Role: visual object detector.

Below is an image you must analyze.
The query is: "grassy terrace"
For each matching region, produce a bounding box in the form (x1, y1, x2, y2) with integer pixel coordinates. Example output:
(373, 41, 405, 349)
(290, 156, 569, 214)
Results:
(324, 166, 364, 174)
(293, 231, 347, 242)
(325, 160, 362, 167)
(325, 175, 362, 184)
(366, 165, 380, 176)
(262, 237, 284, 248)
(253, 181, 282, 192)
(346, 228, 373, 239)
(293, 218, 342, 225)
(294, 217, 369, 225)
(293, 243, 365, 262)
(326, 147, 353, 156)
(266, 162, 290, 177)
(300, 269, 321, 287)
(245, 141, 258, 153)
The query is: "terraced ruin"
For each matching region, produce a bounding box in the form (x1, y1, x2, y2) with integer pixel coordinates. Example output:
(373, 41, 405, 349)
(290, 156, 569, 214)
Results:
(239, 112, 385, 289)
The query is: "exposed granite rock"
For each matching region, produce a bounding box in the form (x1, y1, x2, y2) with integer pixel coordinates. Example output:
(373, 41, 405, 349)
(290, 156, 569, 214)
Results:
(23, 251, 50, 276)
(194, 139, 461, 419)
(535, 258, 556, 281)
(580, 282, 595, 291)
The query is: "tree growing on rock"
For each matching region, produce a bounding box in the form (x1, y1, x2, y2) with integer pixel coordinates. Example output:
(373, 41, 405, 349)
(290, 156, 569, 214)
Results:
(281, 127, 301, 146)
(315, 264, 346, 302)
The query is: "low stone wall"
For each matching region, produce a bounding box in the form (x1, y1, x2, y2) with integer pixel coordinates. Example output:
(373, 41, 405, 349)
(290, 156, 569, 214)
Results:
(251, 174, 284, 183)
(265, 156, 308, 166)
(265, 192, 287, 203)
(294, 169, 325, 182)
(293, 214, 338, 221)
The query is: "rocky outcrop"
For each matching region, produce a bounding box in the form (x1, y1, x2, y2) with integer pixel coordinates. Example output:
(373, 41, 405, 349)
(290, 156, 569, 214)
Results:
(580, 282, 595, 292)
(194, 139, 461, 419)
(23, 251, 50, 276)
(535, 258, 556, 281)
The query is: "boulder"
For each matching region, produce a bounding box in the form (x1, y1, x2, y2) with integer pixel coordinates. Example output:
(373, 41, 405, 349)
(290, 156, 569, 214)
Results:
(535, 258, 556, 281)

* * * * *

TASK OBJECTIVE
Copy out each entry precisely. Leave nothing out.

SOLUTION TO THIS EXERCISE
Role: visual object detector.

Below is an image you must analyze.
The query is: "grassy terrace"
For each matching region, produce a bounding box in the form (x1, y1, x2, y2) with integer pixel coordinates. Example output:
(373, 41, 405, 349)
(290, 156, 569, 214)
Results:
(324, 166, 364, 174)
(293, 231, 347, 242)
(325, 160, 362, 167)
(325, 175, 362, 184)
(366, 165, 380, 176)
(262, 237, 284, 248)
(253, 181, 282, 192)
(346, 228, 373, 239)
(293, 218, 342, 225)
(294, 217, 369, 225)
(293, 243, 365, 262)
(326, 147, 353, 156)
(266, 162, 290, 177)
(300, 269, 321, 287)
(245, 141, 258, 153)
The query is: "terraced ruin"
For each matching region, produce a bounding box in the form (x1, y1, x2, y2) with integer pixel coordinates. Example output:
(373, 41, 405, 349)
(290, 156, 569, 214)
Results:
(239, 112, 385, 289)
The query is: "exposed granite rock"
For each matching region, produce a bounding box in the form (x1, y1, x2, y2) with integer pixel coordinates. Example output:
(373, 41, 405, 349)
(290, 156, 569, 214)
Results:
(23, 251, 50, 276)
(194, 139, 461, 419)
(535, 258, 556, 281)
(580, 282, 595, 291)
The query is: "tree growing on rock"
For each matching region, produce a bounding box in the form (x1, y1, x2, y2) with integer pixel coordinates. Example output:
(373, 41, 405, 349)
(290, 156, 569, 214)
Results:
(281, 127, 301, 146)
(315, 264, 346, 302)
The query is: "low stone wall"
For each matching region, produce a bounding box in the form (x1, y1, x2, y2) with integer pixel coordinates. Example output:
(373, 41, 405, 349)
(290, 156, 569, 214)
Results:
(251, 174, 284, 183)
(265, 156, 308, 166)
(265, 192, 287, 203)
(294, 169, 325, 182)
(293, 214, 338, 221)
The query is: "rocky outcrop"
For each matching region, produce a bounding box in the form (x1, y1, x2, y2) with integer pixel coordinates. Example output:
(373, 41, 405, 349)
(290, 156, 569, 214)
Results:
(580, 282, 595, 292)
(194, 139, 461, 419)
(23, 251, 50, 276)
(535, 258, 556, 281)
The query is: "boulder"
For each matching region, produce a bounding box in the form (x1, y1, x2, y2) with integer pixel coordinates. Example output:
(373, 41, 405, 349)
(290, 156, 569, 214)
Results:
(535, 258, 556, 281)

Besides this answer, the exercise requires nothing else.